| Text provided |
»»

High-Level Round-Table Discussion on Harmonization, Synergies and Sensitization: The Need for a Coherent Development Approach Among African Countries
Addis Ababa, 4 April 2016– African countries must find each other and work together in areas of mutual benefit instead of competing against each other, if development is to leapfrog on the continent.
This came out at a high-level round-table discussion on Harmonization, Synergies and sensitization: the need for a coherent development approach organised at the margin of the 9TH Annual Joint Meetings of the AU Specialized Technical Committee on Finance, Monetary Affairs, Economic Planning and integrated and ECA Conference of African Ministers of Finance, Planning and Economic development, holding at the Conference Center of the UNECA in Addis Ababa, Ethiopia.
Chaired by H.E. Dr Nkosazana Dlamini Zuma, Chairperson of the African Union Commission (AUC), it emerged in the discussion that some African countries were reluctant to share knowledge which in some cases would benefit their neighbours, instead of letting them attempt to re-invent the wheel, as it were.
Of concern to some countries, was the fact that some successful economies were reluctant to share knowledge and expertise with their neighbours, yet that information could uplift the economy of their neighbours.
“We have seen instances whereby successful economies have displayed reluctance in sharing or opening up, and we think this is a reaction which does not move the continent forward,” said a speaker from Somalia contributing to the debate.
One of the speakers at the roundtable, Mr Mukhisa Kituyi, the Secretary General of the United Nations Conference on Trade and Development, said poverty was like Ebola as it did not respect boundaries.
“In Asia, larger economies have lifted their neighbours, and China is a case in point. Most Asian countries have benefitted immensely from the Chinese boom. The success stories lift the small economies as the tide rises,” he said.
Dr Dlamini Zuma said while Africa knew where it wanted to go, there was need for a buy-in on where it wanted to be. “Africa must not be seen to be chasing other people’s rabbits,” she said.
“There is need for communications among ourselves on what are best practices and failures. We must learn to share information and create regional corridors and infrastructural development that benefit our people.” Added the AUC Chairperson.

««

| Things to do |
A - In the round-table report, what did Mukhisa Kituyi compare poverty to?
B - Reproduce word for word the part of the round-table report between "Dr Dlamini Zuma" and "the AUC Chairperson.", inclusive.

| Dataset content |
»»

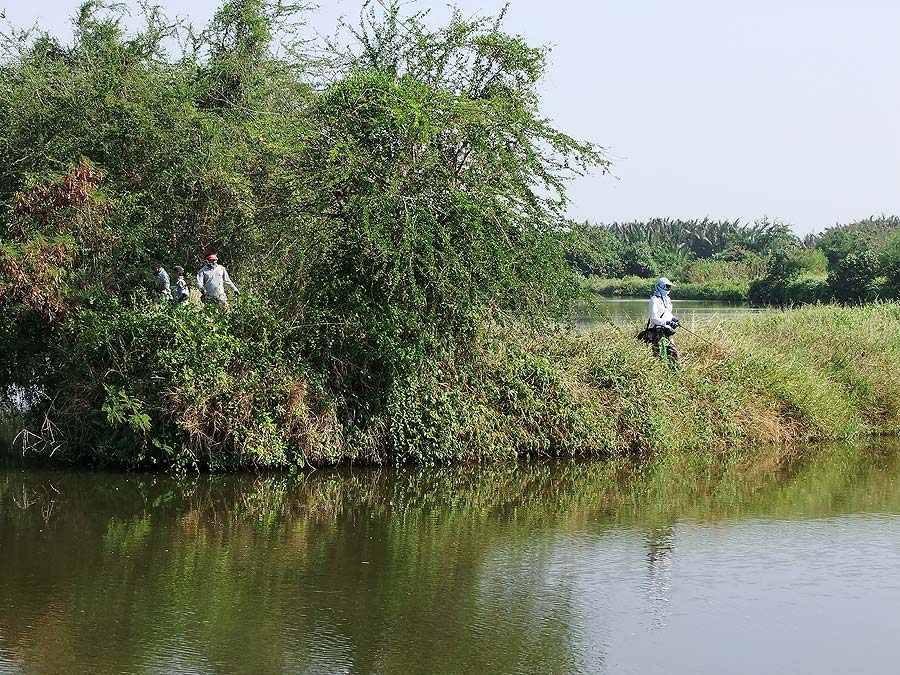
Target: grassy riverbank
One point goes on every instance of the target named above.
(816, 373)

««

| Solutions in order |
A - He compared poverty to Ebola because it did not respect boundaries.

B -
Dr Dlamini Zuma said while Africa knew where it wanted to go, there was need for a buy-in on where it wanted to be. “Africa must not be seen to be chasing other people’s rabbits,” she said.
“There is need for communications among ourselves on what are best practices and failures. We must learn to share information and create regional corridors and infrastructural development that benefit our people.” Added the AUC Chairperson.